* [WORK TO BE COMPLETED]: Edit the records from the start through the line containing "box: [93, 273, 124, 303]", replacing "clicks" with "points" and keeping everything else the same. Leave the pictures out of the answer.

Collected data entries:
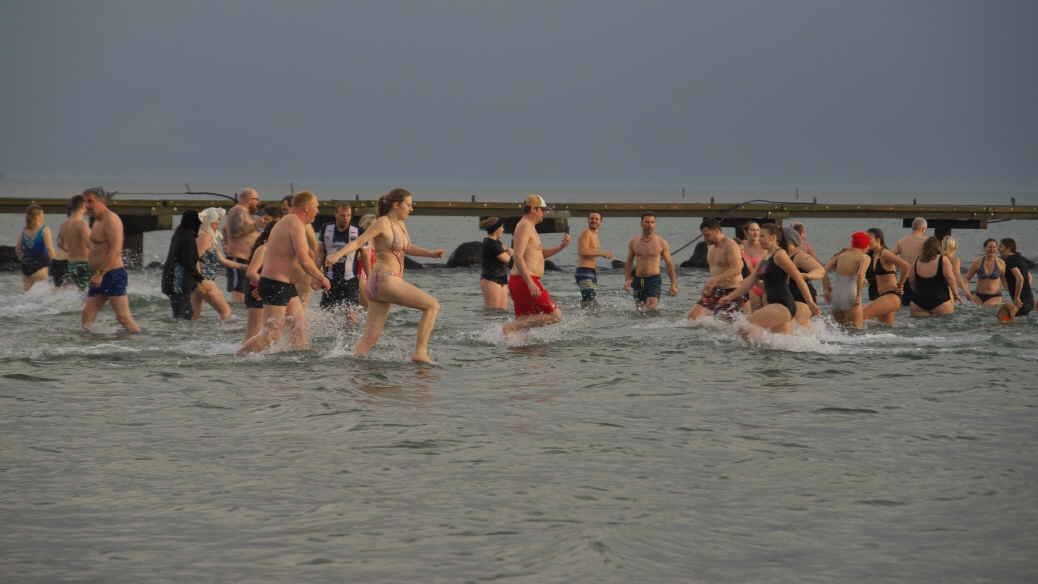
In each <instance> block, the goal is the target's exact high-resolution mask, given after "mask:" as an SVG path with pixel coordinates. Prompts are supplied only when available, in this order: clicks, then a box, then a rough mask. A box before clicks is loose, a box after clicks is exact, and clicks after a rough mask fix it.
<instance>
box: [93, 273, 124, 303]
mask: <svg viewBox="0 0 1038 584" xmlns="http://www.w3.org/2000/svg"><path fill="white" fill-rule="evenodd" d="M128 281H129V280H128V278H127V271H126V270H125V269H122V268H116V269H115V270H109V271H108V272H105V275H104V276H102V277H101V286H99V287H97V288H95V287H93V286H90V287H89V289H87V290H86V296H87V297H91V296H98V295H101V296H106V297H112V296H126V295H127V282H128Z"/></svg>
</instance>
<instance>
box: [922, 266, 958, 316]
mask: <svg viewBox="0 0 1038 584" xmlns="http://www.w3.org/2000/svg"><path fill="white" fill-rule="evenodd" d="M944 261H945V256H943V255H938V256H937V272H936V273H935V274H934V275H933V276H930V277H929V278H926V277H923V276H920V275H919V260H918V259H917V260H916V297H914V298H912V302H914V303H916V306H919V307H920V308H922V309H923V310H928V311H929V310H933V309H934V308H936V307H938V306H940V305H941V304H944V303H946V302H948V301H949V300H952V295H951V291H950V290H949V288H948V279H946V278H945V272H944V269H943V268H944Z"/></svg>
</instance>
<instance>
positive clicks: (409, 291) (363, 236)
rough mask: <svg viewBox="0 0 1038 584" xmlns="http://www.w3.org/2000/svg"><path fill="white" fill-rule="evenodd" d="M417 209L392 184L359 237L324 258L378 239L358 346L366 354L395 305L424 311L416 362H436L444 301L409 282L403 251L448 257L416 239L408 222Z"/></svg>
mask: <svg viewBox="0 0 1038 584" xmlns="http://www.w3.org/2000/svg"><path fill="white" fill-rule="evenodd" d="M412 211H413V206H412V204H411V193H409V192H407V191H405V190H404V189H393V190H392V191H389V192H388V193H386V194H384V195H382V197H380V198H379V204H378V219H376V220H375V223H373V224H372V227H371V228H370V229H367V230H366V231H364V234H363V235H360V237H359V238H357V239H356V240H354V241H352V242H350V243H349V244H348V245H347V246H345V247H344V248H343V249H340V250H339V251H338V252H337V253H333V254H330V255H329V256H328V257H327V258H326V259H325V265H326V266H331V265H332V263H335V262H336V261H338V260H339V258H342V257H343V256H344V255H346V254H348V253H351V252H354V251H357V250H358V249H360V248H361V247H363V246H364V244H366V243H367V242H374V246H373V247H374V248H375V266H373V267H372V273H371V275H370V276H368V277H367V283H366V284H365V285H364V289H363V294H364V296H366V297H367V319H366V322H365V323H364V334H363V335H362V336H361V337H360V340H359V341H357V344H356V345H355V346H354V347H353V352H354V353H356V354H357V355H366V354H367V353H368V352H370V351H371V350H372V346H374V345H375V343H376V342H378V340H379V336H381V335H382V329H383V328H384V327H385V324H386V318H388V317H389V309H390V308H392V305H393V304H400V305H401V306H407V307H408V308H416V309H418V310H421V319H420V321H419V322H418V336H417V339H416V340H415V343H414V353H413V354H411V360H412V361H424V362H427V363H431V362H432V359H430V358H429V352H428V345H429V335H430V334H432V332H433V325H435V324H436V316H437V315H438V314H439V312H440V303H439V302H436V299H435V298H433V297H431V296H429V295H428V294H426V293H425V291H422V290H420V289H418V288H417V287H415V286H414V285H413V284H409V283H407V282H405V281H404V255H405V254H406V255H417V256H421V257H436V258H440V257H443V250H442V249H438V250H435V251H430V250H427V249H421V248H420V247H418V246H416V245H414V244H412V243H411V238H410V237H409V235H408V234H407V227H405V226H404V222H405V221H407V218H408V216H409V215H411V212H412Z"/></svg>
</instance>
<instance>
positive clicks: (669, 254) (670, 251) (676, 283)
mask: <svg viewBox="0 0 1038 584" xmlns="http://www.w3.org/2000/svg"><path fill="white" fill-rule="evenodd" d="M660 242H662V244H663V248H662V249H661V250H660V256H661V257H662V258H663V263H664V265H666V277H667V278H671V296H678V271H677V270H676V269H675V268H674V258H672V257H671V246H670V244H667V243H666V240H664V239H662V238H660Z"/></svg>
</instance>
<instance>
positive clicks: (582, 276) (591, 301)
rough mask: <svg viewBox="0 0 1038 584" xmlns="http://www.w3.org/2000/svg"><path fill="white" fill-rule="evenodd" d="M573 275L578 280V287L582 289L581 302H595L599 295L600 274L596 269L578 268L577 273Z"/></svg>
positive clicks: (588, 268) (577, 269)
mask: <svg viewBox="0 0 1038 584" xmlns="http://www.w3.org/2000/svg"><path fill="white" fill-rule="evenodd" d="M573 275H574V277H575V278H576V280H577V286H578V287H579V288H580V302H582V303H584V304H586V303H589V302H595V297H596V295H597V294H598V273H597V272H596V271H595V269H594V268H577V271H576V272H575V273H574V274H573Z"/></svg>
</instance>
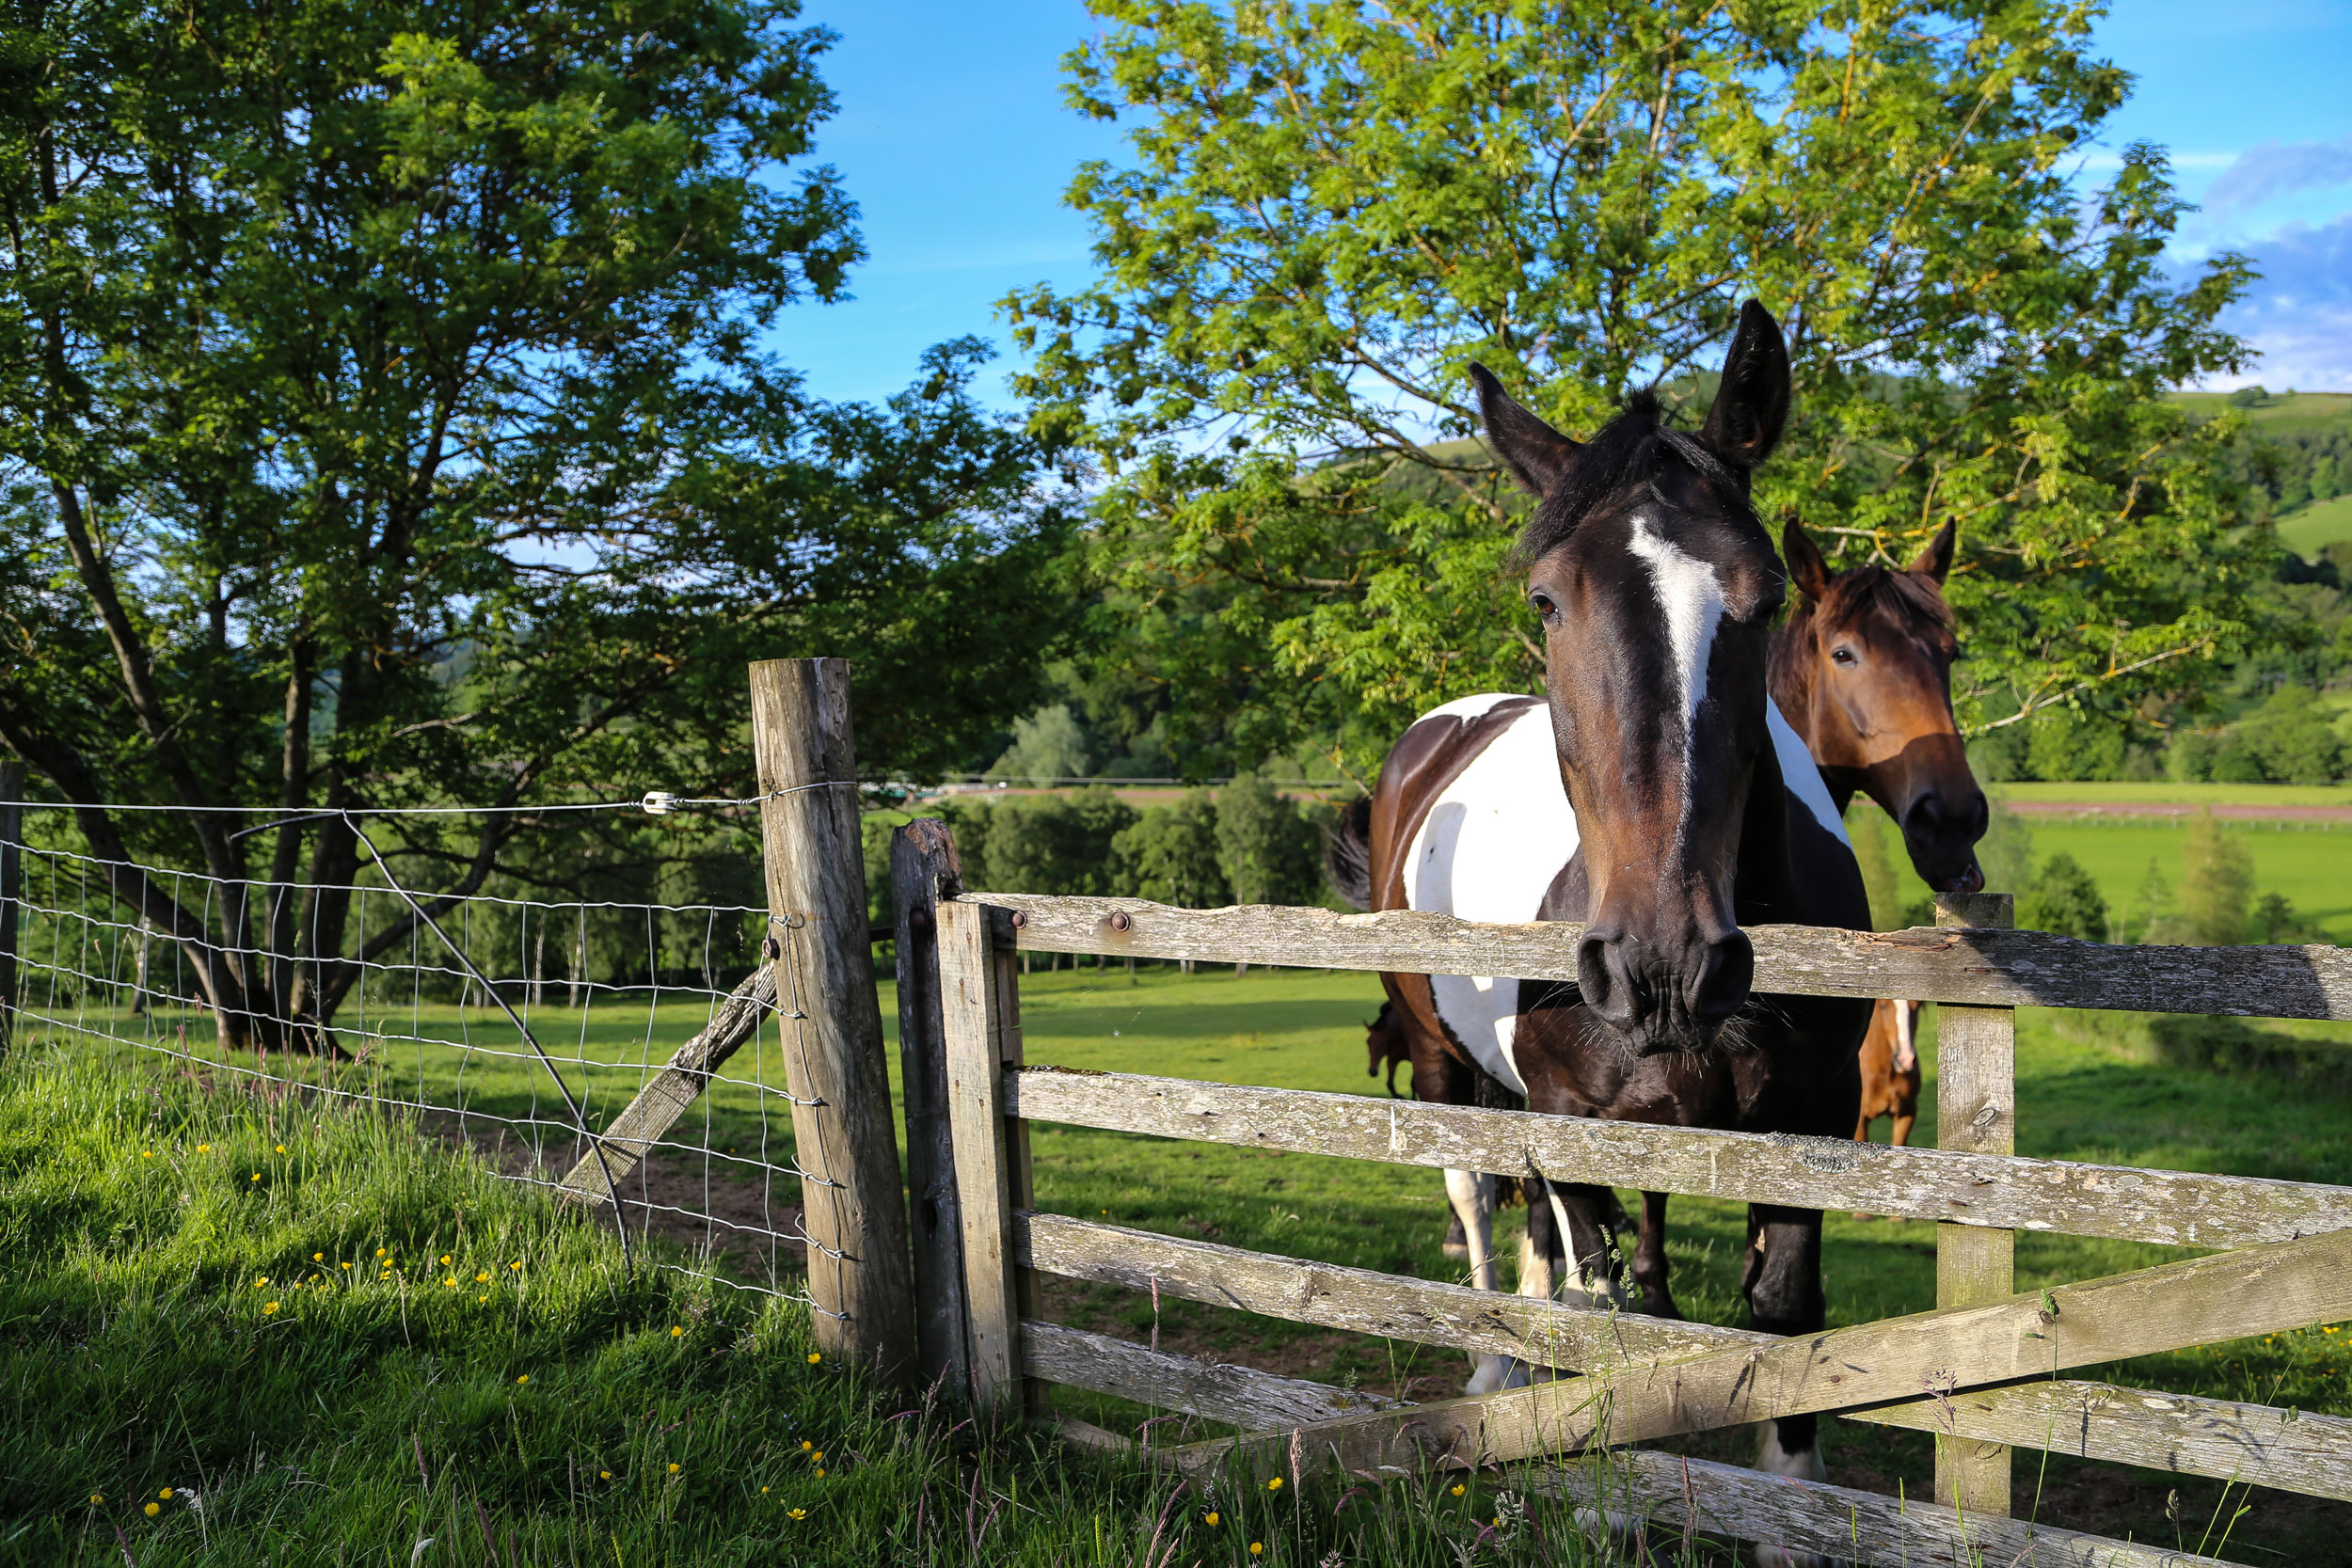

* [WRITTEN SOLUTION]:
In each <instance> block, the goal is the target's exact high-resolution mask, given after "mask:" as an SVG path with pixel coordinates. Prompts are supplied only when available, in this order: points, then a box, then a rough mask. A box before points is loose, a box after points is exact, and points after a rough mask fix it.
<instance>
box: [93, 273, 124, 303]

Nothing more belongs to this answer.